INSTRUCTIONS:
[1] Update the flounder-gigging thread by rewriting everything from "Another visitor I" down to "he had to go.", with "minnows" changed to "baitfish".
[2] In the flounder-gigging thread, what location does Rook give when confirming bamafan611's guess about the grassy pictures?

# Bottom pics



## Rook (Oct 25, 2007)

The "Find the Flounder" thread gave me an idear. No point in trying to "find" the flounder in these pics cause they are easy to spot. But I do enjoy taking pics and seeing other giggers pics of flounder in there natural habitat, on different types on bottom. If you have any pics, post them up. :thumbup::thumbup:

Ill start things off. Sorry for the somewhat poor pic quality, Iphone pics.













































A visitor I had at Dauphin Island one night. He just came out of the marsh and decided he wanted to swim by the boat, kept up with me for 100 yards or so. 



















Another visitor I had on DI. He would walk just in front of my lights picking off minnows the light were attracting. I was fine by me until he stepped on a flattie. Then he had to go.


----------



## bamafan611 (Mar 1, 2010)

*Great Pics*

That one on the rocks looks like he's about out of the water. The grassy pics look like North causeway pics. Good eye on a couple of murky water fish.:thumbup:


----------



## Night Wing (May 16, 2011)

Thanks for sharing your photos.


----------



## TheRoguePirate (Nov 3, 2011)

I've never giged, so this is really cool to see what you all are looking for! Thanks!

TRP


----------



## Rook (Oct 25, 2007)

bamafan611 said:


> That one on the rocks looks like he's about out of the water. The grassy pics look like North causeway pics. Good eye on a couple of murky water fish.:thumbup:


 

Ding ding ding. You are correct. East side off the Blakely


----------



## GruBZ (Sep 13, 2009)

was that a big rat>?


----------



## Night Wing (May 16, 2011)

GruBZ said:


> was that a big rat>?


It was probably a big "nutria".


----------



## Flounder9.75 (Sep 28, 2007)

I think I might have seen some of that bottom before


----------



## MrFish (Aug 21, 2009)

GruBZ said:


> was that a big rat>?


Looks like a muskrat.


----------



## Lance Powers (Aug 12, 2011)

cool pics!!!! maybe things will slow down and I can go out and get some more pics and videos soon


----------



## Stumpknocker (Oct 3, 2007)

Awesome pictures!


----------



## SeminoleSpearer (Oct 29, 2007)

I got this underwater video of a flounder while gigging. I want to mount my underwater camera on my light or gig or somehting so I can get some cool underwater photos. In ant case, it won't happen until spring.

http://www.youtube.com/watch?feature=player_embedded&v=BOBRKwx1bXA


----------

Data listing
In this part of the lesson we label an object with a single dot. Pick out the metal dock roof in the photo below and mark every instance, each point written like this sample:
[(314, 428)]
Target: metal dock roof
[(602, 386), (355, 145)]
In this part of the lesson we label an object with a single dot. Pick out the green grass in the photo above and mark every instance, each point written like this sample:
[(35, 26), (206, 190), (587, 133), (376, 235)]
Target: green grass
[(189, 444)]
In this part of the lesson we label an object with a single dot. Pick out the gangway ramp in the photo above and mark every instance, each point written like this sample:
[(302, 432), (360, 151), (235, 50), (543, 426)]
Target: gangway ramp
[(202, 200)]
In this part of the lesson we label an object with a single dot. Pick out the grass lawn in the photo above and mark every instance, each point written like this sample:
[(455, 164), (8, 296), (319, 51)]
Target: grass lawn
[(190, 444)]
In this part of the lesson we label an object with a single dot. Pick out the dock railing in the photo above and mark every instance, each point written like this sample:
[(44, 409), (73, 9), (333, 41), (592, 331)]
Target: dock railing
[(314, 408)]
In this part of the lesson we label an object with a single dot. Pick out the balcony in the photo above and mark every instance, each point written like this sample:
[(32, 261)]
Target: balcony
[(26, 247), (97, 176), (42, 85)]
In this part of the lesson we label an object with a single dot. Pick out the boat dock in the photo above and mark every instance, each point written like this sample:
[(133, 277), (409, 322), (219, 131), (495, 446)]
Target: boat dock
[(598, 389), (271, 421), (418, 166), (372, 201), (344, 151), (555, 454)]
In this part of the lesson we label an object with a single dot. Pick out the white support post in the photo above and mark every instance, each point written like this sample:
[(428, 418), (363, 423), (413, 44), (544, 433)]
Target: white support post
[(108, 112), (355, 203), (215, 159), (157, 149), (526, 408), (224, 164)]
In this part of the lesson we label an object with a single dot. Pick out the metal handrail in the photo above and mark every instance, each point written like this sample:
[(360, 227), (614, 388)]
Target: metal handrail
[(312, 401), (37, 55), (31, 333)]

EXERCISE SOLUTIONS:
[1]
Another visitor I had on DI. He would walk just in front of my lights picking off baitfish the light were attracting. I was fine by me until he stepped on a flattie. Then he had to go.

[2] East side off the Blakely.